Copy out the entries word for word, beginning at the very start and continuing through the line that contains "pixel 500 280", that line included.

[Records of labeled points]
******************************

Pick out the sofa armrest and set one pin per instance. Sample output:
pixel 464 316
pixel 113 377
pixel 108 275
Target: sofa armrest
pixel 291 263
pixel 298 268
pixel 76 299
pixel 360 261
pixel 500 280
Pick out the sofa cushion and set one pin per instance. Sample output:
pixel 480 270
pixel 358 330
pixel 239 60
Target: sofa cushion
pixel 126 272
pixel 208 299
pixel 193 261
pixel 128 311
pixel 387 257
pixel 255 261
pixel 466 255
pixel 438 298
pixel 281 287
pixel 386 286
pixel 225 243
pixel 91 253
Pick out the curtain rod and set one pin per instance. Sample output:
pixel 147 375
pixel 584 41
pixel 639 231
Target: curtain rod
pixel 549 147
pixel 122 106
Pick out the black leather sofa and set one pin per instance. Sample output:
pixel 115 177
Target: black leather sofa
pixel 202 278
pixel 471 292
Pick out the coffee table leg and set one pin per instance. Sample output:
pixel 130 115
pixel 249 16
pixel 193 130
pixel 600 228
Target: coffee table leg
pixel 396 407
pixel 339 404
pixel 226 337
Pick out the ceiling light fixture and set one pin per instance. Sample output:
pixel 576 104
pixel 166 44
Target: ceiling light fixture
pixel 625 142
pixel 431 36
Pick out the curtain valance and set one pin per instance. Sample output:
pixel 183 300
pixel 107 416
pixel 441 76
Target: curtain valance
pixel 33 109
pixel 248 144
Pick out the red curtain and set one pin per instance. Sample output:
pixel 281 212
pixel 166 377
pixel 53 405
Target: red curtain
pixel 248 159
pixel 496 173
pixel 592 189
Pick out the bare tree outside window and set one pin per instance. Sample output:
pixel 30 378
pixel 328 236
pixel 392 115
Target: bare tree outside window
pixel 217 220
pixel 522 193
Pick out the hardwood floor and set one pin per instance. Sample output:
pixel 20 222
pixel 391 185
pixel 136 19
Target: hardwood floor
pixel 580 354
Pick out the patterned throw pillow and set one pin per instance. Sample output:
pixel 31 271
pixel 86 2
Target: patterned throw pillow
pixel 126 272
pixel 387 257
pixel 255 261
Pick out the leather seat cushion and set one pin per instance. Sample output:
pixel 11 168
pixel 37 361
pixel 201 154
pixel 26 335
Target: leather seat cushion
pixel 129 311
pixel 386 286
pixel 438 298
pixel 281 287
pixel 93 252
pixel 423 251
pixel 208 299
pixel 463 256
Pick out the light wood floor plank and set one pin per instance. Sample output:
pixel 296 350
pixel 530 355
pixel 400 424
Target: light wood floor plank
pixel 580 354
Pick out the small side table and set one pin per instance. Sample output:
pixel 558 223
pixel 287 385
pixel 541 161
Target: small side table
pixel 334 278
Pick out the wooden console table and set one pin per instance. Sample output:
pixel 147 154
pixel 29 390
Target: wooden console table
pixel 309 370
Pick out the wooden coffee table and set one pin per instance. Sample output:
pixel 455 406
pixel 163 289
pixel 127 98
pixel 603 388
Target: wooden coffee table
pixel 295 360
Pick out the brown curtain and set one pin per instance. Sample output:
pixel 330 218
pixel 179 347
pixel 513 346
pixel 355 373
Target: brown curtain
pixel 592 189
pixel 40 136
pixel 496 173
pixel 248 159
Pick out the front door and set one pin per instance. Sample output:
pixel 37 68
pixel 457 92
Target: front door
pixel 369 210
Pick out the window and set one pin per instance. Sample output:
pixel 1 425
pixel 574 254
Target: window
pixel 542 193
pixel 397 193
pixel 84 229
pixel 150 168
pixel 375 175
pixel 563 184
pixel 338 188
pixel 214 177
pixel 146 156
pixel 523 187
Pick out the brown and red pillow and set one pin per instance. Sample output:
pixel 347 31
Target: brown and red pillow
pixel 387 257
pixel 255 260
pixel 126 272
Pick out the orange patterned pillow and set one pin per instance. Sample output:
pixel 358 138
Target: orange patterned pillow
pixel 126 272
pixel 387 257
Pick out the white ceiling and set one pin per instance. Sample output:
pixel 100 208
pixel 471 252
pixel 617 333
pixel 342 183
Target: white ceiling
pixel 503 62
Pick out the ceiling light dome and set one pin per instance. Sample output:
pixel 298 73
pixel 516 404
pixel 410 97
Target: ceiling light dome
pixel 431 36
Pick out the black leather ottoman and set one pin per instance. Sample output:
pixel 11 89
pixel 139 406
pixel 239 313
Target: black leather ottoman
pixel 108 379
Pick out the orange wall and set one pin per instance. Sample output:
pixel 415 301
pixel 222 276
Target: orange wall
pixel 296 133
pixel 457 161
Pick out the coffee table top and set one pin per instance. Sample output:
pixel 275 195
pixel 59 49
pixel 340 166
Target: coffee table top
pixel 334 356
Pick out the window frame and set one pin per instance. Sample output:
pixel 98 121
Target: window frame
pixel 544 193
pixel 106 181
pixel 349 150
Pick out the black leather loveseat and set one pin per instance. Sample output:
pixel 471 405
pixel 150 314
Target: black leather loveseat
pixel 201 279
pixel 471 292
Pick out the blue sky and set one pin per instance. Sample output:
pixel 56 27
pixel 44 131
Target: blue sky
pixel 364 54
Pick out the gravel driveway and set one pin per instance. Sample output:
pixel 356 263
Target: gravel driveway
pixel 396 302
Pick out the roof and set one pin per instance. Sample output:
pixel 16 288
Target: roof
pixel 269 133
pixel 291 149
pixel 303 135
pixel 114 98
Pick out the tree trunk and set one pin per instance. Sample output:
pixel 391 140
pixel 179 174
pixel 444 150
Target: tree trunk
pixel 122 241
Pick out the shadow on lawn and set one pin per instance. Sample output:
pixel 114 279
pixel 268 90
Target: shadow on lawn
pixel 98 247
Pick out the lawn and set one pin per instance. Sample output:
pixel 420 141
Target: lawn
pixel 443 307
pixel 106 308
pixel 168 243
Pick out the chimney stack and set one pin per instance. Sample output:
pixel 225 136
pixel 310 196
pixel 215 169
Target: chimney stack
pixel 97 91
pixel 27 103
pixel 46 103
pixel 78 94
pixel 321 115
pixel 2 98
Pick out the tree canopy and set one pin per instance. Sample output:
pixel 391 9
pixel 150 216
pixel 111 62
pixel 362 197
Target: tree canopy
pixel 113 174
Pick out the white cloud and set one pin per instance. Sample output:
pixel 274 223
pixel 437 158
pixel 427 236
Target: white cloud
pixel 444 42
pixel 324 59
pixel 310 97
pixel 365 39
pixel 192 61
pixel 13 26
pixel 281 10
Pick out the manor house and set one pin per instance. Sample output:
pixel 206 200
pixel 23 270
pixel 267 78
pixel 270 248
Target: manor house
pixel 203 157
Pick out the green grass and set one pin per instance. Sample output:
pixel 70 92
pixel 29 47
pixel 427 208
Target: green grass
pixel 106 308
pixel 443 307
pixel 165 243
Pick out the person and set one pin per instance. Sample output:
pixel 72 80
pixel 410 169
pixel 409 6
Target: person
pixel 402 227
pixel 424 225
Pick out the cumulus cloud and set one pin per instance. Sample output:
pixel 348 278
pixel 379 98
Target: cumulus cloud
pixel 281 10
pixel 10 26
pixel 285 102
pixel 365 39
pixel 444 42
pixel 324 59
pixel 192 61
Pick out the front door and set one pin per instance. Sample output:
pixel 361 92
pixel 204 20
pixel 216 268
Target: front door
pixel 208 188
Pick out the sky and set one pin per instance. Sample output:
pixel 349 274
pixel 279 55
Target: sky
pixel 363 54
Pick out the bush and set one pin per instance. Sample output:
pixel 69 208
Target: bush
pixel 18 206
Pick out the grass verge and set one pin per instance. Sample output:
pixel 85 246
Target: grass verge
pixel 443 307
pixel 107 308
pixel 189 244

******************************

THE SOLUTION –
Pick out the sofa armrest and set one pin per instance. Sample output:
pixel 464 316
pixel 113 377
pixel 108 275
Target: sofa armrest
pixel 291 263
pixel 298 268
pixel 76 299
pixel 360 261
pixel 500 280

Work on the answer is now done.